>> Start EXTRACTED MATERIAL
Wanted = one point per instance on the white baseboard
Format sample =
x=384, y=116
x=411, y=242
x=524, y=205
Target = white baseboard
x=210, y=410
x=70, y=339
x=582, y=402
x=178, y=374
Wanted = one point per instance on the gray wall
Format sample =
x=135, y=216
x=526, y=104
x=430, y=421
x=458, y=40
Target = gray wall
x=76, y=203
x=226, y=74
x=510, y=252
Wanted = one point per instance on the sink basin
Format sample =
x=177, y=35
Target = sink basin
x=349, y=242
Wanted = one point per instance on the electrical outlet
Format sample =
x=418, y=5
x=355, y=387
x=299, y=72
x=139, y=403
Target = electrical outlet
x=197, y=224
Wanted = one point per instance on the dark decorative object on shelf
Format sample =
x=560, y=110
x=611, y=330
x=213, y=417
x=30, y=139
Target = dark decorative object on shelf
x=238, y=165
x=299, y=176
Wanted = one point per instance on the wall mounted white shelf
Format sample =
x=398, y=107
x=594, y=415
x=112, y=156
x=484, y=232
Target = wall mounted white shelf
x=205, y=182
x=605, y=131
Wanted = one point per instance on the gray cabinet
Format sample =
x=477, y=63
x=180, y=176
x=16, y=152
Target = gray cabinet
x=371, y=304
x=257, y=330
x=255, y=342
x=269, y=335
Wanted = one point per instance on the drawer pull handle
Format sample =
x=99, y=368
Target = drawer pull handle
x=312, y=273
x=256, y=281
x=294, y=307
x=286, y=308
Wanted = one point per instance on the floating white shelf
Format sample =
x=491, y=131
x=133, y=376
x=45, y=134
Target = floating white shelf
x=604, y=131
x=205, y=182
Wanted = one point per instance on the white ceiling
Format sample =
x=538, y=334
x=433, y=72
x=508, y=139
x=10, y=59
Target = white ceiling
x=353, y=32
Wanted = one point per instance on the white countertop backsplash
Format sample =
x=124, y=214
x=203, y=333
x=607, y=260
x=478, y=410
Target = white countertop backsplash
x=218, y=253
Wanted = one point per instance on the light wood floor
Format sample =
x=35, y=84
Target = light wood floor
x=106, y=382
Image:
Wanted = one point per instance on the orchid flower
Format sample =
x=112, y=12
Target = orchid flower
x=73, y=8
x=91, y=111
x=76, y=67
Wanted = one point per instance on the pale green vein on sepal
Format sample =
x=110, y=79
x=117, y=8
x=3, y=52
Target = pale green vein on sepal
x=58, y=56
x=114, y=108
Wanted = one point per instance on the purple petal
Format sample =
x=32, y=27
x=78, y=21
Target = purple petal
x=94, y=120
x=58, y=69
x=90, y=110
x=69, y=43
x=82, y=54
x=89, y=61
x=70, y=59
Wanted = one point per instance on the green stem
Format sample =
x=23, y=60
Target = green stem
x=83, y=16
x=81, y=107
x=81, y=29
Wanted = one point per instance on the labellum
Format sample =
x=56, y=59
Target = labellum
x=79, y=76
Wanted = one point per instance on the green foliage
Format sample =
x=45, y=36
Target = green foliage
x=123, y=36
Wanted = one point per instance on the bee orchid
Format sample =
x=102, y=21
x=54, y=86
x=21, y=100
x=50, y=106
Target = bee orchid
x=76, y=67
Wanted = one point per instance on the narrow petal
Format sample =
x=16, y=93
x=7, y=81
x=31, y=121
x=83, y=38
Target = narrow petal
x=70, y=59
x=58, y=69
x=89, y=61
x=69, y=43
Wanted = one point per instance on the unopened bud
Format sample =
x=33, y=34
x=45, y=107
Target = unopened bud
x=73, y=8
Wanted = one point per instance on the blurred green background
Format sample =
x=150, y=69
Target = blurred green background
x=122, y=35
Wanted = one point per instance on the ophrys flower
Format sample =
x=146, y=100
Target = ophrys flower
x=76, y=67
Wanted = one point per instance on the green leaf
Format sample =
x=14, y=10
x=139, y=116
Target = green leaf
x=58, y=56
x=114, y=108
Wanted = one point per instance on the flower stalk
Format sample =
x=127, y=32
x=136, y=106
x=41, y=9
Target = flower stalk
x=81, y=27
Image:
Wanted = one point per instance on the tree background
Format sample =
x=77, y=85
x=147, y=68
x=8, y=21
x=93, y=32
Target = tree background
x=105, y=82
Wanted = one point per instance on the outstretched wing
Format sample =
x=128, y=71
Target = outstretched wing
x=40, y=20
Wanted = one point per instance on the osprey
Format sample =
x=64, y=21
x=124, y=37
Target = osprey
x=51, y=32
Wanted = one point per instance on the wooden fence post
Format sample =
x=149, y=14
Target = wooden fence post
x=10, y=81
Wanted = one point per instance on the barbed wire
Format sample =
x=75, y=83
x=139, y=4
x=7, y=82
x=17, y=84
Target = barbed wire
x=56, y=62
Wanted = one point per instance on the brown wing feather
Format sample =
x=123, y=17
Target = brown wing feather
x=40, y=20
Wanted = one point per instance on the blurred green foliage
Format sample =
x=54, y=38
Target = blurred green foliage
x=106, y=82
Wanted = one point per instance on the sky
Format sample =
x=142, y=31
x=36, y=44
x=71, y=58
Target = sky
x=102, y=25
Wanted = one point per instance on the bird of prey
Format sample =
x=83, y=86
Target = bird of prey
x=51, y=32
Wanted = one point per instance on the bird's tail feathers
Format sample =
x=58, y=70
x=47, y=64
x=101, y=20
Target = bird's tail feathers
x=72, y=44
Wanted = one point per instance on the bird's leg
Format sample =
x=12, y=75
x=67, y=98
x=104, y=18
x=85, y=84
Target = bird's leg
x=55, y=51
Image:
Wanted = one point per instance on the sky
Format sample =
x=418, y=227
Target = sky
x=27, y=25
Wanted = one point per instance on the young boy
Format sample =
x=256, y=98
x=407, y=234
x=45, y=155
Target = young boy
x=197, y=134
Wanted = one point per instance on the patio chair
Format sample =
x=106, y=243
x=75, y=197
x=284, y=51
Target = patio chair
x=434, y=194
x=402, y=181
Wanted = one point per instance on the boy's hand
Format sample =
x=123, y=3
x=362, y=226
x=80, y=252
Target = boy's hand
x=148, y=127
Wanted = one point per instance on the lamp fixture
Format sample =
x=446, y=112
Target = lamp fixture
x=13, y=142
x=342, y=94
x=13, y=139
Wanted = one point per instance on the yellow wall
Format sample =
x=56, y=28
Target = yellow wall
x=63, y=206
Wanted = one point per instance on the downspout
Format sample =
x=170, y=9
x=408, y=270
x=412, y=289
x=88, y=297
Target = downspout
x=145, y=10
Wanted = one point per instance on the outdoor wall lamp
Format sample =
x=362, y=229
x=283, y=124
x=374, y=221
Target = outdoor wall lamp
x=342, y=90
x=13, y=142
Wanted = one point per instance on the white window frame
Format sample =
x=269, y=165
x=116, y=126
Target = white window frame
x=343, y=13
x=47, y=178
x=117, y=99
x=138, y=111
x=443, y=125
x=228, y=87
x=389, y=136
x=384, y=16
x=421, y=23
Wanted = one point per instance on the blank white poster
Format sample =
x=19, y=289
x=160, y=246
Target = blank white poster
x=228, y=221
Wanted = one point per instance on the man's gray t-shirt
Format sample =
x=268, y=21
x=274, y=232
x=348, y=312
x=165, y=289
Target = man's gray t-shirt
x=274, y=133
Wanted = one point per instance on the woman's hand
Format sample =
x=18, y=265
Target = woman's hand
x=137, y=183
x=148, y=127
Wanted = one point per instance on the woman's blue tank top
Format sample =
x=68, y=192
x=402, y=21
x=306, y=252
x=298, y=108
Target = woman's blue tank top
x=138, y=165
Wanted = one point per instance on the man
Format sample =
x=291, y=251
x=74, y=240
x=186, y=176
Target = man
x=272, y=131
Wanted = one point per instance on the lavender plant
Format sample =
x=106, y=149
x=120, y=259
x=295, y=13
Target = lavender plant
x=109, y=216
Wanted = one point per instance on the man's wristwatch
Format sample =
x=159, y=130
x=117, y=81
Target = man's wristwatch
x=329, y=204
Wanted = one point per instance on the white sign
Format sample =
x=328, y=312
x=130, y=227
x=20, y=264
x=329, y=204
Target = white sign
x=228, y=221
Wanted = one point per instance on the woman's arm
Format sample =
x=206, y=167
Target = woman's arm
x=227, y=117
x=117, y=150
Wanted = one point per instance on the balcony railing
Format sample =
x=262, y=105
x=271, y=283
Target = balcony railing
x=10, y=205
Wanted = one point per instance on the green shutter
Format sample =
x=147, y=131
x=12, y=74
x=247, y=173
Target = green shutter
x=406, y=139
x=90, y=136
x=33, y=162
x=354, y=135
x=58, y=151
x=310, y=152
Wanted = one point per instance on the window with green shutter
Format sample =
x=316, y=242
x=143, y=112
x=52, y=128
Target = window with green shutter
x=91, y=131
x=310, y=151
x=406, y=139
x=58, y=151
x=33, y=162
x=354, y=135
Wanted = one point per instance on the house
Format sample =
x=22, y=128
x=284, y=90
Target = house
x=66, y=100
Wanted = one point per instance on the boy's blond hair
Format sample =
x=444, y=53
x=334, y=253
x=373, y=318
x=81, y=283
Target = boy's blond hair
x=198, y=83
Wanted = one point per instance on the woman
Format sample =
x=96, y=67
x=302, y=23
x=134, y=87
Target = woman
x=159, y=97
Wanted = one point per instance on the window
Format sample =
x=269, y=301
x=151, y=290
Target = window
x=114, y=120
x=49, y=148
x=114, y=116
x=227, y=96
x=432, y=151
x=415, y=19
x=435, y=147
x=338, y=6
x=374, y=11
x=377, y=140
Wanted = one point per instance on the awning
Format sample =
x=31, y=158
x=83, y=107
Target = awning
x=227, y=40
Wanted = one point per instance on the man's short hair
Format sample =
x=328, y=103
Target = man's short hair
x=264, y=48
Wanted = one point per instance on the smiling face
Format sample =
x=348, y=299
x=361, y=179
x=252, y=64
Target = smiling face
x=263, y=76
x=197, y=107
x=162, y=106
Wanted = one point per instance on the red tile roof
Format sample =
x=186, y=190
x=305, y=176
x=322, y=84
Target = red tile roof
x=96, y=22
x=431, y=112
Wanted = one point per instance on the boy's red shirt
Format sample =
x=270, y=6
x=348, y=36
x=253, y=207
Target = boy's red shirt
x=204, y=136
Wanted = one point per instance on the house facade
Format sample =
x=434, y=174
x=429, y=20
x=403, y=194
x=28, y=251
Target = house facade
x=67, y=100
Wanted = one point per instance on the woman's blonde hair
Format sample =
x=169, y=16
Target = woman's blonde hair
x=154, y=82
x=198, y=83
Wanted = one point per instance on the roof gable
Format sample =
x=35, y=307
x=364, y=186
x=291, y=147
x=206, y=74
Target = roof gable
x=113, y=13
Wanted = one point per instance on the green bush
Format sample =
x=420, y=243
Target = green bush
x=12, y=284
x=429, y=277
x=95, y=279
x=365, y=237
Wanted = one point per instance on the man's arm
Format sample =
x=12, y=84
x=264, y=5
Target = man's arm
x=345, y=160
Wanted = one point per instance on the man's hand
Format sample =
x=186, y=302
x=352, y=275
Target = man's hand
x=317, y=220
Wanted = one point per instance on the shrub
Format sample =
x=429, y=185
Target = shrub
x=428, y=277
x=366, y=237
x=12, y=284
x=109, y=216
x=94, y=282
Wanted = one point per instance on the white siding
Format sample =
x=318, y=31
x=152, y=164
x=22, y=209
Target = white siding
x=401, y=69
>> End EXTRACTED MATERIAL
From the start of the entries through the line containing "x=178, y=374", rewrite the lines with every "white baseboard" replaced by "white skirting board" and nothing else altered.

*CORRECT RESULT*
Wanted = one point per instance on the white skirting board
Format sample =
x=384, y=116
x=411, y=242
x=524, y=205
Target = white skirting board
x=210, y=410
x=70, y=339
x=582, y=402
x=178, y=374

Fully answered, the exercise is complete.